Segment Start: DATA SUPPLIED

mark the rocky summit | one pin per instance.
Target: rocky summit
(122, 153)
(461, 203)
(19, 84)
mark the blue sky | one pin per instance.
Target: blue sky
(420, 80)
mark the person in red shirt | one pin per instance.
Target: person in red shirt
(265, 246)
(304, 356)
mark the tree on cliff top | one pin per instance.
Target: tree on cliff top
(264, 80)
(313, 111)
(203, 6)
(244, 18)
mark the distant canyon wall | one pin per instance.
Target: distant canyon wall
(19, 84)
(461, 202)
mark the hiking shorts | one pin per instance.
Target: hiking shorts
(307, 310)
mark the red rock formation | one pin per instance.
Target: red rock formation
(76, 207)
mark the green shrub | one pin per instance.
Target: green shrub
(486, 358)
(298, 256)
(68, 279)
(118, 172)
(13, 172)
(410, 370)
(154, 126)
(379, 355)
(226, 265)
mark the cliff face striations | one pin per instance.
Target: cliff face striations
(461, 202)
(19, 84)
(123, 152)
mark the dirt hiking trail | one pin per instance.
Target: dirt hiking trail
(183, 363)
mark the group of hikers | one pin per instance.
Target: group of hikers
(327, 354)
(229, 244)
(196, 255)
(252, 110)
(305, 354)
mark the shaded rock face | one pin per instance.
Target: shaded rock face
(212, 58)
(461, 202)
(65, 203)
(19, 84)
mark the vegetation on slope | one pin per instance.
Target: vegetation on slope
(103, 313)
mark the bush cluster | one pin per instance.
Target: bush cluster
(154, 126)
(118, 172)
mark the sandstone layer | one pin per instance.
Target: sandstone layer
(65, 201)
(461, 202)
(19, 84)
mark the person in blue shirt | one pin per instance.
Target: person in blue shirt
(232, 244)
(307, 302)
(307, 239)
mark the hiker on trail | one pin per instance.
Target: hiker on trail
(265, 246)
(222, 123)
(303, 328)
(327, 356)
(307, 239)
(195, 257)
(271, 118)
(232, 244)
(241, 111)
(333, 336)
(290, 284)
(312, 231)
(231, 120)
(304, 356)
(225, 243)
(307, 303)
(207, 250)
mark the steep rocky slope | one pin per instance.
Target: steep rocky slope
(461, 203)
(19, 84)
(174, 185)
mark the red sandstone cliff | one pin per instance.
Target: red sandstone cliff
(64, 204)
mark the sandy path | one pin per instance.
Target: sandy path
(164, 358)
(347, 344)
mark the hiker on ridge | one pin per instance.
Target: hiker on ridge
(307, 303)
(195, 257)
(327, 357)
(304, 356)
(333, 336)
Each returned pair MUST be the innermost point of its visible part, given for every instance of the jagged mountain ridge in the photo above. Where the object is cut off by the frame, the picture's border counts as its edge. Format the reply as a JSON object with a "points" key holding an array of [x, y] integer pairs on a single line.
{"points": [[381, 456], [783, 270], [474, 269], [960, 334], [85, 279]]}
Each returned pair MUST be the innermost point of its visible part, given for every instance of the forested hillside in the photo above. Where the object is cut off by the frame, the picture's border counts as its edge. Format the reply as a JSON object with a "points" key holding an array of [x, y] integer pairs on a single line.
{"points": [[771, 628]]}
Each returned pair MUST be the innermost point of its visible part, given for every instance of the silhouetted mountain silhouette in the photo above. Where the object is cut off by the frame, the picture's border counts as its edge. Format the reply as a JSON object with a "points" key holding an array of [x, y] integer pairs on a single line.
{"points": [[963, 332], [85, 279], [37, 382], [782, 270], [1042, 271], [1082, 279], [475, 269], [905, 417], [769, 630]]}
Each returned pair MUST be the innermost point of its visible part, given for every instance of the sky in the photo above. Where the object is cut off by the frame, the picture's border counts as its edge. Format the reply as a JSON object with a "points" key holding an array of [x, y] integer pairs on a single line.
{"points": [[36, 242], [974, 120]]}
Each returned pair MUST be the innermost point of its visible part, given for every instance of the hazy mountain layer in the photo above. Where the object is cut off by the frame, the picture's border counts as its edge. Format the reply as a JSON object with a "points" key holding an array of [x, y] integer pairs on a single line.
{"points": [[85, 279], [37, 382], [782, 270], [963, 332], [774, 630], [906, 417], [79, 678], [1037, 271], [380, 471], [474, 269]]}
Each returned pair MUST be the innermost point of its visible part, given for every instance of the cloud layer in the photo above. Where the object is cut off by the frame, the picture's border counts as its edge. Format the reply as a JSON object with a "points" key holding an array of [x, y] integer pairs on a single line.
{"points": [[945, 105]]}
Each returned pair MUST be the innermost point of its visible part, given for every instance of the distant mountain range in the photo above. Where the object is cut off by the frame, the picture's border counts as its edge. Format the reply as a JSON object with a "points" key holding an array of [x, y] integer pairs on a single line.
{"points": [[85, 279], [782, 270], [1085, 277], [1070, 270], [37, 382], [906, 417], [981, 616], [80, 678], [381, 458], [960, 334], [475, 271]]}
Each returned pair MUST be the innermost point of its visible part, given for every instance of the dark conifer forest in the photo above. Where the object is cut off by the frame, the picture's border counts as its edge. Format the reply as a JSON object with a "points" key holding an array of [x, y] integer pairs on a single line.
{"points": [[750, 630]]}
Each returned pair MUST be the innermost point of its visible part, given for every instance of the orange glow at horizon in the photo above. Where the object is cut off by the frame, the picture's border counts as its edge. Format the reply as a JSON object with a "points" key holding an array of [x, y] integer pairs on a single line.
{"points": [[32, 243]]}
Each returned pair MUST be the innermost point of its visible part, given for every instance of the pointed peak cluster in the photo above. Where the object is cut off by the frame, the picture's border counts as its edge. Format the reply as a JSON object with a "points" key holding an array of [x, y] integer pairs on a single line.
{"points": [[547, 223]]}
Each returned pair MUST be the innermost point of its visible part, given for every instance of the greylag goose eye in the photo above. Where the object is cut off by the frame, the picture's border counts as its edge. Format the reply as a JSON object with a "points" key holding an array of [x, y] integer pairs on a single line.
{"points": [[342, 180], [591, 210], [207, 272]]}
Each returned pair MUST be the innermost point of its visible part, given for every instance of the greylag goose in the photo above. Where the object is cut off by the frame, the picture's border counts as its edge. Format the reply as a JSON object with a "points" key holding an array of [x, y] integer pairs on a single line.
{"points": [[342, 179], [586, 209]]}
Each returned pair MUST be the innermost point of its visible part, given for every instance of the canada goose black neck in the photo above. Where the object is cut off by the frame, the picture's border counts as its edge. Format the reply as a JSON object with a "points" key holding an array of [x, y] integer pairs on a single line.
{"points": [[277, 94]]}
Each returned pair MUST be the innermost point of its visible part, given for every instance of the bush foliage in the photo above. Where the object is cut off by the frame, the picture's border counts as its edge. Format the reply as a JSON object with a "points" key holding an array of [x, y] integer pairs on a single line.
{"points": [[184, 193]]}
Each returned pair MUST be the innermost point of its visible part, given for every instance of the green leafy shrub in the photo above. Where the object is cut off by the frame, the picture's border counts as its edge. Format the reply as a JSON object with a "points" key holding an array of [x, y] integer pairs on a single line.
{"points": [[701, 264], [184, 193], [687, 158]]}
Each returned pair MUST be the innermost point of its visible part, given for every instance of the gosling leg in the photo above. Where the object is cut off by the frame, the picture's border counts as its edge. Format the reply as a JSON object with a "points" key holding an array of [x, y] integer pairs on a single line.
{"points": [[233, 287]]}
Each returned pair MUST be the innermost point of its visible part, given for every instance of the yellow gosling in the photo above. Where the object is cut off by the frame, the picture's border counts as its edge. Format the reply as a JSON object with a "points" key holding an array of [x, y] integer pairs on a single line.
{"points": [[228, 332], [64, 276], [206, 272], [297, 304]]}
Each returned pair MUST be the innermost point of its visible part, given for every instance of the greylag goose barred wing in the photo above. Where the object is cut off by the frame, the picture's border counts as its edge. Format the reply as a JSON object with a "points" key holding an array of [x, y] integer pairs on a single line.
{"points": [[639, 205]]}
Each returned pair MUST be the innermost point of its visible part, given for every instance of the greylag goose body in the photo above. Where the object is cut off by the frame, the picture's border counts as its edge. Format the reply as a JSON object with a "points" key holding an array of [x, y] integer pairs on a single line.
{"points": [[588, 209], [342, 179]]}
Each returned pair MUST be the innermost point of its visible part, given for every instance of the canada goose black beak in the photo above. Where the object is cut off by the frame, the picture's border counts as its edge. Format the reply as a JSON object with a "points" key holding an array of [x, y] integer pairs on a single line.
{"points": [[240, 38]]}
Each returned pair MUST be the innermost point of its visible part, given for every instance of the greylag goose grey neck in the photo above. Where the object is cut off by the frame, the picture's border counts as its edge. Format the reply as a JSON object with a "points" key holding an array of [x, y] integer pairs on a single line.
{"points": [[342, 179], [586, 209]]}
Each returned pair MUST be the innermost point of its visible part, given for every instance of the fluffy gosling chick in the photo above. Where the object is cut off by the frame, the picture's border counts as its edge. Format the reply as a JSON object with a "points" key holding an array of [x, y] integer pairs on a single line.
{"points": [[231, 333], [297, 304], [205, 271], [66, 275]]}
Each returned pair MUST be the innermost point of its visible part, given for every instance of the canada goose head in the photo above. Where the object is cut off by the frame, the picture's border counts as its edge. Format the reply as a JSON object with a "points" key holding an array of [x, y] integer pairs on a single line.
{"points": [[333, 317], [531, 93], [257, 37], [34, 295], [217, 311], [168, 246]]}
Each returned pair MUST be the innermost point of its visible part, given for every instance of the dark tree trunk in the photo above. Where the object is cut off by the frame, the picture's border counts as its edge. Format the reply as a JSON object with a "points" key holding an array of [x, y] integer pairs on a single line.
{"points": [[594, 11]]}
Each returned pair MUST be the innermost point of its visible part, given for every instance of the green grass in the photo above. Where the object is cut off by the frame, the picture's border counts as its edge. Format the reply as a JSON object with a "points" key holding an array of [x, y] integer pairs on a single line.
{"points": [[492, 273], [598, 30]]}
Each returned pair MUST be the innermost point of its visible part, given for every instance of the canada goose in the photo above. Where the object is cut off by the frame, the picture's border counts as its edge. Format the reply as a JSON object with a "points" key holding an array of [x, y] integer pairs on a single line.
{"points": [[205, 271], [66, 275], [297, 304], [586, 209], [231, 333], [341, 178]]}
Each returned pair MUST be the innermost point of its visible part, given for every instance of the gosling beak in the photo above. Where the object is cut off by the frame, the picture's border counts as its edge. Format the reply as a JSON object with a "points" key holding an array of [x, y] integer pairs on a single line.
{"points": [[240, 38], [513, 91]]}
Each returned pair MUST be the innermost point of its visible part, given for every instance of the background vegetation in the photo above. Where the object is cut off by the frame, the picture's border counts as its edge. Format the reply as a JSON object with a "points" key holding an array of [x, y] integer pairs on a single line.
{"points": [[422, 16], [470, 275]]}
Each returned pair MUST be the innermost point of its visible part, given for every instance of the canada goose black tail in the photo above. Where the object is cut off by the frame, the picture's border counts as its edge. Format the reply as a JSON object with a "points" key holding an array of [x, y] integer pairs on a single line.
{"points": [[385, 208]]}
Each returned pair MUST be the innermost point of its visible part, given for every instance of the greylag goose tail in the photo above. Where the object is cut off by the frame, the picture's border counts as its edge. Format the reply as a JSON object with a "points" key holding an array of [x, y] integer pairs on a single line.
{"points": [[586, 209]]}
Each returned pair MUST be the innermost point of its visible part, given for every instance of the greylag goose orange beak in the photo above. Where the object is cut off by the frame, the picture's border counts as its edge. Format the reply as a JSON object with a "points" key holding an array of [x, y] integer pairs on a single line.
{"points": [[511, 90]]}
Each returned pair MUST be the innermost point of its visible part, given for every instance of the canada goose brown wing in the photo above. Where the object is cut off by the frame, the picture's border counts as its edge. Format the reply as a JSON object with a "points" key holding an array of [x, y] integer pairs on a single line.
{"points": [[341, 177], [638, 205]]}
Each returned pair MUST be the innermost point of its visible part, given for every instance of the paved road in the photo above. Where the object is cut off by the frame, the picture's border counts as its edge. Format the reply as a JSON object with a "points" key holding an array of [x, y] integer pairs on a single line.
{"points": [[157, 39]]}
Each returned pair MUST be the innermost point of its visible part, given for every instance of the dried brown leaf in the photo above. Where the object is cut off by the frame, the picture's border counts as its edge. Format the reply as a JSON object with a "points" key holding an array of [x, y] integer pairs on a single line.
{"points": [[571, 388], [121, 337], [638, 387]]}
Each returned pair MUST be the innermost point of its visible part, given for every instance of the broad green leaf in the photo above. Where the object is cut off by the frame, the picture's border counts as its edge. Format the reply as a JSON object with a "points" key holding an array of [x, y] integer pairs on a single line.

Segment End: DATA SUPPLIED

▶ [TASK PROMPT]: Using the entries above, give back exactly the line containing "Target: red rock formation", the line containing "mark the bush cluster | one pin per instance.", and every line between them, and nothing else.

▶ [TASK RESULT]:
Target: red rock formation
(76, 207)
mark the green shrub | one pin per instance.
Target: green shrub
(486, 358)
(298, 256)
(68, 279)
(118, 172)
(13, 172)
(410, 370)
(154, 126)
(379, 355)
(226, 265)
mark the cliff face striations | one pin per instance.
Target: cliff face striations
(461, 202)
(19, 84)
(123, 152)
mark the dirt hiking trail | one pin per instance.
Target: dirt hiking trail
(183, 363)
mark the group of hikers | one pin per instance.
Target: group of hikers
(327, 354)
(229, 244)
(196, 255)
(252, 110)
(305, 354)
mark the shaded rock face | one pin per instance.
Target: shaded rock face
(212, 58)
(461, 202)
(65, 203)
(19, 84)
mark the vegetation on slope | one pin per instance.
Target: vegetation on slope
(103, 313)
mark the bush cluster | one pin per instance.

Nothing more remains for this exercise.